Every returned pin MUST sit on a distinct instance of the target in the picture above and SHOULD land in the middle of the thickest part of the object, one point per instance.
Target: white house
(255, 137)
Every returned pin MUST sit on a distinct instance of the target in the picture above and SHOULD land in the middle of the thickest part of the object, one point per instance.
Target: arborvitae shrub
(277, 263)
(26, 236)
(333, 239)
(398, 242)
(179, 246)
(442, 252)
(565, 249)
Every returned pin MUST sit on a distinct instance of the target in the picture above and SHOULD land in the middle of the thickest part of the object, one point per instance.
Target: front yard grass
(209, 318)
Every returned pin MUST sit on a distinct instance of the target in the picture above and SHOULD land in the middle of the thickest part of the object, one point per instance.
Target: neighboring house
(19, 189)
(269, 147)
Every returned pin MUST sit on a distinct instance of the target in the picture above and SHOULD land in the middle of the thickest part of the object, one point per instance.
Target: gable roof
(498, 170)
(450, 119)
* * *
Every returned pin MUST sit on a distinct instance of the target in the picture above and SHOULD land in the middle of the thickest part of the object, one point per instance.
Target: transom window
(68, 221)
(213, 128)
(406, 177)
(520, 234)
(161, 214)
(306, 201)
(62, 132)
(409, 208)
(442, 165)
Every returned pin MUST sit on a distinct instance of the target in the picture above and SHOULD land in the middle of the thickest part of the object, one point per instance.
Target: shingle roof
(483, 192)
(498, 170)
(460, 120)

AIM -
Please collect each line of the records above that contains the string "house", matching case exactly.

FINAL ANSWER -
Target: white house
Target: neighboring house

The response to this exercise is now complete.